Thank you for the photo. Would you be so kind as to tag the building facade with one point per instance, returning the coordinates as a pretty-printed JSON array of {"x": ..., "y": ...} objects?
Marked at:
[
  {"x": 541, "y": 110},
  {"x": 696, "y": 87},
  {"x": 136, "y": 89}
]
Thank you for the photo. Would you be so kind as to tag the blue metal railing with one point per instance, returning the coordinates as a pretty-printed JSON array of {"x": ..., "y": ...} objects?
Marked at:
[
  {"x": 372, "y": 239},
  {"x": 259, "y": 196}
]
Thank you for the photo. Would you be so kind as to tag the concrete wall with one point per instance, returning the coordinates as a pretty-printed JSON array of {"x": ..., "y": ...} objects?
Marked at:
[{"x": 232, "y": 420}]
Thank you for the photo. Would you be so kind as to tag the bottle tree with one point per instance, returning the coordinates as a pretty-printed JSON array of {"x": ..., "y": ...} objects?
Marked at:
════════
§ **AIM OF THE EXERCISE**
Copy out the stretch of the listing from the line containing "tag the concrete" through its end, swapping "concrete wall" for "stone wall" and leaving the rest untouched.

§ **RESPONSE TO THE EXERCISE**
Thank you for the photo. Would you be so kind as to tag the stone wall with one point per instance, returning the coordinates as a pretty-printed JSON array of {"x": ..., "y": ...} objects?
Marked at:
[{"x": 232, "y": 420}]
Thank you for the photo. Would you be so kind as to tag the bottle tree with one point per instance, returning the coordinates as a pretty-printed JSON array of {"x": ..., "y": ...} objects?
Marked at:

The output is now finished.